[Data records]
=== Begin Enclosure ===
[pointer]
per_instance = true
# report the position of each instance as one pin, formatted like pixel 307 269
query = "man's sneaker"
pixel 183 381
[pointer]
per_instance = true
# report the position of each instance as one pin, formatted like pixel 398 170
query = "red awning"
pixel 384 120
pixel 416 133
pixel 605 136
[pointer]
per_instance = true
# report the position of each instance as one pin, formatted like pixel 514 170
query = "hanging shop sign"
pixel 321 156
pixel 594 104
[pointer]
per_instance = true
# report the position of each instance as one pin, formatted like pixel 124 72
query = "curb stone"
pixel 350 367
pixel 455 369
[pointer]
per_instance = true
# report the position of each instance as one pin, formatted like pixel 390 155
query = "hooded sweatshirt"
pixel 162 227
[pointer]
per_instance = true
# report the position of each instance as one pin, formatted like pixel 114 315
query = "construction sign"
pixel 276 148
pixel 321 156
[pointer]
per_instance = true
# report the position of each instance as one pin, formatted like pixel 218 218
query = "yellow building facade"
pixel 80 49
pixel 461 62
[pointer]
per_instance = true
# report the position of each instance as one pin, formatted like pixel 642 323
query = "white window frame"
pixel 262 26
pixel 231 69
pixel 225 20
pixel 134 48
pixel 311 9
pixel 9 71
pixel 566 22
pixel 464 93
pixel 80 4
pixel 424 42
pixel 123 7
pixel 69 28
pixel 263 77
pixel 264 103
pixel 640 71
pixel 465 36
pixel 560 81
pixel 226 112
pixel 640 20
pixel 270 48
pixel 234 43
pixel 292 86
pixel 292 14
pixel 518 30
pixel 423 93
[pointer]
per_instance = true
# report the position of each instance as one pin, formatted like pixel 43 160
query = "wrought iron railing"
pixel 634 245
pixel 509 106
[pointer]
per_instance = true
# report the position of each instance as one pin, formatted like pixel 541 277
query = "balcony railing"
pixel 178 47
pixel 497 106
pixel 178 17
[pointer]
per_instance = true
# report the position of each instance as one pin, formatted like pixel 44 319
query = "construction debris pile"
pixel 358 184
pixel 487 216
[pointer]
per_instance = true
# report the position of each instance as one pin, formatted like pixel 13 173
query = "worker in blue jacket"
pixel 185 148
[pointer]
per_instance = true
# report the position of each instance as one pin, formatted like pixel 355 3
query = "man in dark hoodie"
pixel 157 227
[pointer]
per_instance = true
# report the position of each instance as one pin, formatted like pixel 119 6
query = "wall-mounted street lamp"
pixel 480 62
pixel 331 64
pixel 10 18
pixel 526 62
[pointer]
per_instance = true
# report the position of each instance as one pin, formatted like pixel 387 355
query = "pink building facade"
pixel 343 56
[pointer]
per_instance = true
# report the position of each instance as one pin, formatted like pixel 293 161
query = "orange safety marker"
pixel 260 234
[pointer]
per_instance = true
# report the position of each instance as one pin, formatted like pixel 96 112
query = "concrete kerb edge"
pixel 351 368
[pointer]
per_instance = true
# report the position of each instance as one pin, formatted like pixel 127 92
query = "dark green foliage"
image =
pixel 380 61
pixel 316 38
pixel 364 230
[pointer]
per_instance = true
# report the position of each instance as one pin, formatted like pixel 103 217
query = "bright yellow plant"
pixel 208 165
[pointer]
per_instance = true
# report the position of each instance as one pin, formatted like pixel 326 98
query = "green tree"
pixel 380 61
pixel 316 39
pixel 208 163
=== End Enclosure ===
_Task brief_: Repeat each entry above, matching every line exactly.

_Output of the task_:
[pointer]
per_instance = true
# report the position of each instance as one pin, formatted like pixel 307 269
query = "man's sneaker"
pixel 183 381
[pointer]
per_instance = true
# report the position of each instance as one pin, formatted like pixel 398 170
query = "red awning"
pixel 384 120
pixel 416 133
pixel 605 136
[pointer]
per_instance = true
# report the position of each instance as one pin, formatted like pixel 514 170
query = "hanging shop sign"
pixel 321 156
pixel 594 104
[pointer]
per_instance = true
# report the position of each instance as one pin, formatted like pixel 124 72
query = "curb stone"
pixel 350 367
pixel 455 369
[pointer]
per_instance = true
# report the position of each instance as one pin, formatted like pixel 390 155
query = "hooded sweatshirt"
pixel 162 227
[pointer]
per_instance = true
# report the position of each instance as one pin, formatted like pixel 114 315
query = "construction sign"
pixel 276 148
pixel 321 156
[pointer]
per_instance = true
# report the position of each instance as one pin, formatted like pixel 218 218
query = "yellow building facade"
pixel 80 49
pixel 461 62
[pointer]
per_instance = true
# report the position of each instance as one pin, formatted like pixel 642 323
query = "white window frame"
pixel 262 26
pixel 231 69
pixel 225 20
pixel 134 48
pixel 311 9
pixel 9 71
pixel 566 22
pixel 464 93
pixel 80 4
pixel 424 42
pixel 123 7
pixel 69 28
pixel 263 77
pixel 264 103
pixel 640 71
pixel 465 36
pixel 560 81
pixel 226 112
pixel 640 20
pixel 270 48
pixel 234 43
pixel 292 86
pixel 292 14
pixel 518 30
pixel 423 93
[pointer]
per_instance = true
# report the position of each instance as one pin, formatted like pixel 43 160
query = "wrought iron railing"
pixel 634 245
pixel 509 106
[pointer]
per_instance = true
# report the position of each instance as one pin, formatted like pixel 541 277
query = "balcony railing"
pixel 178 47
pixel 497 106
pixel 178 17
[pointer]
per_instance = true
# report the position of each instance as one pin, formatted like pixel 44 319
query = "construction debris pile"
pixel 358 184
pixel 487 216
[pointer]
per_instance = true
# report the position of each instance as one pin, formatted like pixel 13 173
query = "worker in blue jacket"
pixel 185 148
[pointer]
per_instance = true
# report the position of each instance as one pin, formatted like pixel 355 3
query = "man in dark hoodie"
pixel 157 227
[pointer]
per_instance = true
# report the position of each instance as one pin, formatted like pixel 119 6
query = "wall-mounted street lamp"
pixel 480 62
pixel 331 64
pixel 10 18
pixel 526 62
[pointer]
per_instance = true
# report the position of each instance as one pin, formatted like pixel 387 355
query = "pink building facade"
pixel 343 56
[pointer]
per_instance = true
# report the position of each instance as one pin, formatted like pixel 293 161
query = "orange safety marker"
pixel 260 234
[pointer]
per_instance = true
# report the position of each instance as one pin, formatted like pixel 96 112
query = "concrete kerb edge"
pixel 351 368
[pointer]
per_instance = true
# report the position of each instance as one pin, formatted like pixel 127 92
query = "dark green foliage"
image =
pixel 380 61
pixel 316 38
pixel 364 230
[pointer]
per_instance = true
# report the position of each instance as one pin, formatted like pixel 103 217
query = "bright yellow plant"
pixel 208 165
[pointer]
per_instance = true
# report the position of each instance as one pin, formatted like pixel 326 98
query = "green tree"
pixel 380 61
pixel 316 39
pixel 208 163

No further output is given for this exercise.